DIRECTIONS |
Could you rewrite the records below as a numbered list, beginning with the line containing "Exercise. Mark the blue" and continuing through the end of the records, with blank lines left out and no other lines included?
***** DATA ROWS *****
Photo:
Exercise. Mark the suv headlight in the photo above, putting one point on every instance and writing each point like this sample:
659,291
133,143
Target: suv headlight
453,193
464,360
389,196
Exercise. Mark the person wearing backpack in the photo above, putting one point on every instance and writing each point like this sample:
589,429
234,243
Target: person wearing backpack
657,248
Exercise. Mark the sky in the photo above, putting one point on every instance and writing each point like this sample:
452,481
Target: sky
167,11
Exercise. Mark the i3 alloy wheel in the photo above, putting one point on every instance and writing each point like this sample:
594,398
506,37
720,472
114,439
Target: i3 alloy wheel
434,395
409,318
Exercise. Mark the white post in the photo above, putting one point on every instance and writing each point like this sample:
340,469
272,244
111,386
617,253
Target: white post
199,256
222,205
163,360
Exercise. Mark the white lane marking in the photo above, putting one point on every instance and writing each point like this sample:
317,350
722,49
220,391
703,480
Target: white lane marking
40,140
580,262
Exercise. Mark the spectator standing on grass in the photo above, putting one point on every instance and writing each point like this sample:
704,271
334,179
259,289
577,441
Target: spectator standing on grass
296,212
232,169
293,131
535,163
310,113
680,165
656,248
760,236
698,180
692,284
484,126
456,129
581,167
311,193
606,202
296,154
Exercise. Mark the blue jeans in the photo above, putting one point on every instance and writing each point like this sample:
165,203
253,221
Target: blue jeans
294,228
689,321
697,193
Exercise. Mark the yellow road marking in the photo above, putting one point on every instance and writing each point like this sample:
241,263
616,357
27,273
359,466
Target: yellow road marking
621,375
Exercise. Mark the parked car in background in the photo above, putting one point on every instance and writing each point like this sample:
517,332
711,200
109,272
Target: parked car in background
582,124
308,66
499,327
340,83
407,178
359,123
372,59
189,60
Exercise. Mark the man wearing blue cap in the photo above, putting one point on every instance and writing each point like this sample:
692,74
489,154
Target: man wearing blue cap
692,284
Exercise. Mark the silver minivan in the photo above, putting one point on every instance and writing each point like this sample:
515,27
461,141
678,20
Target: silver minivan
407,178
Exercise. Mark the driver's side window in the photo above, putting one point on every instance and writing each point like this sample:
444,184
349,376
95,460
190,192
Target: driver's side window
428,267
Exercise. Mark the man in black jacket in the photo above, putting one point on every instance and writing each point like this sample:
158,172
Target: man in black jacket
*****
WRITTEN SOLUTION |
1. Exercise. Mark the blue jeans in the photo above, putting one point on every instance and writing each point like this sample:
2. 165,203
3. 253,221
4. Target: blue jeans
5. 294,228
6. 689,321
7. 697,193
8. Exercise. Mark the yellow road marking in the photo above, putting one point on every instance and writing each point like this sample:
9. 241,263
10. 616,357
11. 27,273
12. 359,466
13. Target: yellow road marking
14. 621,375
15. Exercise. Mark the parked car in background in the photo above, putting one point on every instance and writing each point like this sample:
16. 517,332
17. 711,200
18. 109,272
19. Target: parked car in background
20. 582,124
21. 308,66
22. 499,327
23. 340,83
24. 407,178
25. 359,123
26. 372,59
27. 189,60
28. Exercise. Mark the man wearing blue cap in the photo above, putting one point on every instance and writing each point like this sample:
29. 692,74
30. 489,154
31. Target: man wearing blue cap
32. 692,284
33. Exercise. Mark the silver minivan in the photo above, putting one point on every instance and writing each point like this sample:
34. 515,27
35. 461,141
36. 678,20
37. Target: silver minivan
38. 407,178
39. Exercise. Mark the driver's side window in the photo above, putting one point on every instance and writing each point like this sample:
40. 444,184
41. 349,376
42. 95,460
43. 190,192
44. Target: driver's side window
45. 428,267
46. Exercise. Mark the man in black jacket in the photo above, putting one point on every instance and writing each point like this sample:
47. 158,172
48. Target: man in black jacket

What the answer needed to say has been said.